▸ **PASSAGE**:
So we’re left wondering about if other life forms were discovered on these other inhabitable planets. How were they discovered? How were they developed? What technology is allowing these ships to travel across the endless expanse of the airless void that is space? How are they able to travel such a great distance in such a short amount of time without the time-warping impacts of physics? While these questions have for the moment been left unanswered, we must defer to Corlett’s goals as an artist and keep our fingers crossed that she revisits her world in the future.
Instead of focusing on the finer points of the future of space travel, Corlett instead chose to take on an array of different societal issues that closely mirror real past and present happenings here on Earth. On Jaime’s Earth, people were classed and tattooed in accordance with their socioeconomic standings. Citizens of the lower echelons were forcibly emigrated to other planets when Earth became overcrowded. Jaime– a first-class citizen– left earth in protest during that tumultuous time. References are made to Hitler, notorious despite being a part of ancient history. We witness as this ugliness comes to a head amongst the survivors after the fall of civilization. While Corlett may not have the words or understanding with which to explain interplanetary travel comfortably, she certainly has a profound knowledge of human nature.
Anne Corlett’s book takes a unique approach to the pandemic theme, in taking the destruction from a worldwide event to a galaxy-wide phenomenon. The story capitalizes on the current trend of dystopian novels but leads us right into the thick of the apocalypse rather than the society that pieces itself together afterward.

▸ **ACTIONS TO TAKE**:
- A) Do these statements agree with the review? Answer yes or no for each and quote the deciding words. (i) On Jaime's Earth, lower-class citizens were forcibly sent to other planets when Earth became overcrowded. (ii) Jaime was a second-class citizen. (iii) The story centers on the society that rebuilds after the apocalypse.
- B) List every sentence in the review that ends with a question mark.
- C) Answer these questions from the review, one per line:
(i) How were people on Jaime's Earth classed and marked?
(ii) Who is referenced as notorious despite being part of ancient history?
(iii) Which theme does Anne Corlett's book take a unique approach to?

▸ **EXERCISE DATA**:

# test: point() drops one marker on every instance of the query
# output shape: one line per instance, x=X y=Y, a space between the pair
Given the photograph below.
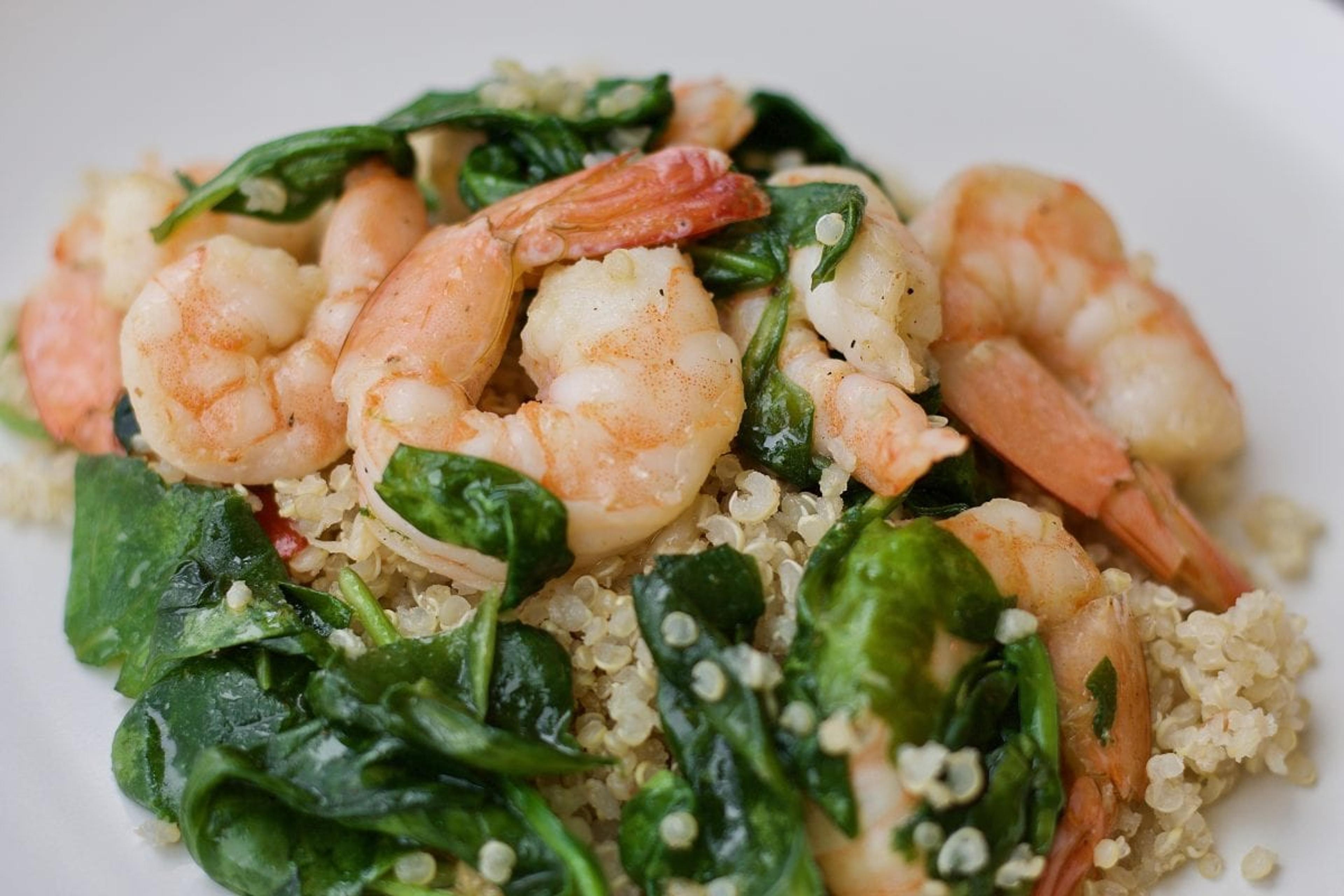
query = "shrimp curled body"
x=1056 y=347
x=1027 y=554
x=881 y=312
x=227 y=354
x=638 y=389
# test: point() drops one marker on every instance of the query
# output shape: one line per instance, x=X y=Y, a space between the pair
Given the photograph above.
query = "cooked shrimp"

▸ **SOLUTIONS TO THE EXERCISE**:
- A)
(i) Yes: "Citizens of the lower echelons were forcibly emigrated to other planets when Earth became overcrowded."
(ii) No: "Jaime– a first-class citizen– left earth in protest during that tumultuous time."
(iii) No: "leads us right into the thick of the apocalypse rather than the society that pieces itself together afterward."

- B)
How were they discovered?
How were they developed?
What technology is allowing these ships to travel across the endless expanse of the airless void that is space?
How are they able to travel such a great distance in such a short amount of time without the time-warping impacts of physics?

- C)
(i) They were classed and tattooed according to their socioeconomic standings.
(ii) Hitler
(iii) The pandemic theme